— START OF Source data —

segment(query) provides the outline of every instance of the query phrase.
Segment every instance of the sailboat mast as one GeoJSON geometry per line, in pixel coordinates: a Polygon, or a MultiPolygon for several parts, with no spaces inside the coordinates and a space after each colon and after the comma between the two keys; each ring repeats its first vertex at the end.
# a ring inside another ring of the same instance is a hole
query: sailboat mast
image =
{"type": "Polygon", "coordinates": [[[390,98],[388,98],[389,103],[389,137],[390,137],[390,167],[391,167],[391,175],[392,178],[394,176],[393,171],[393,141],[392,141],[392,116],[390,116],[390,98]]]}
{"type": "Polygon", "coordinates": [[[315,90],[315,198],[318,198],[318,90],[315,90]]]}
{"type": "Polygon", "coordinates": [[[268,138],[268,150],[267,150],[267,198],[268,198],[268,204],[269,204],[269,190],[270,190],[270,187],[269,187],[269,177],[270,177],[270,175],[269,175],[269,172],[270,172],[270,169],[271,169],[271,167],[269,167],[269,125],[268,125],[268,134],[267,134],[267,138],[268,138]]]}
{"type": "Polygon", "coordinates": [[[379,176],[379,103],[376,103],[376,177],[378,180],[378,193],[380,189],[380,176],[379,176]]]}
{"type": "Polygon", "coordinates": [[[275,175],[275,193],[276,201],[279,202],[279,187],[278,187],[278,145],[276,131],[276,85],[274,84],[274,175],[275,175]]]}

— END OF Source data —

Problem details:
Recast each line of the records above as a JSON list of strings, with one string per line and any blank lines omitted.

Full output:
[
  "segment(query) provides the outline of every instance of the query phrase.",
  "Segment every instance of the sailboat mast as one GeoJSON geometry per line, in pixel coordinates: a Polygon, or a MultiPolygon for several parts, with no spaces inside the coordinates and a space after each colon and after the comma between the two keys; each ring repeats its first vertex at the end.",
  "# a ring inside another ring of the same instance is a hole",
  "query: sailboat mast",
  "image =",
  "{\"type\": \"Polygon\", \"coordinates\": [[[390,98],[388,98],[389,103],[389,137],[390,137],[390,167],[391,167],[391,175],[392,178],[394,176],[393,171],[393,141],[392,141],[392,116],[390,116],[390,98]]]}",
  "{\"type\": \"Polygon\", \"coordinates\": [[[315,90],[315,198],[318,198],[318,90],[315,90]]]}",
  "{\"type\": \"Polygon\", \"coordinates\": [[[268,138],[268,150],[267,150],[267,198],[268,198],[268,204],[269,204],[269,190],[270,190],[270,187],[269,187],[269,177],[270,177],[270,175],[269,175],[269,172],[270,172],[270,169],[271,169],[271,167],[269,167],[269,125],[268,125],[268,134],[267,134],[267,138],[268,138]]]}",
  "{\"type\": \"Polygon\", \"coordinates\": [[[379,176],[379,103],[376,103],[376,177],[378,180],[378,193],[380,189],[380,176],[379,176]]]}",
  "{\"type\": \"Polygon\", \"coordinates\": [[[275,175],[275,193],[276,201],[279,202],[279,187],[278,187],[278,145],[276,131],[276,85],[274,84],[274,175],[275,175]]]}"
]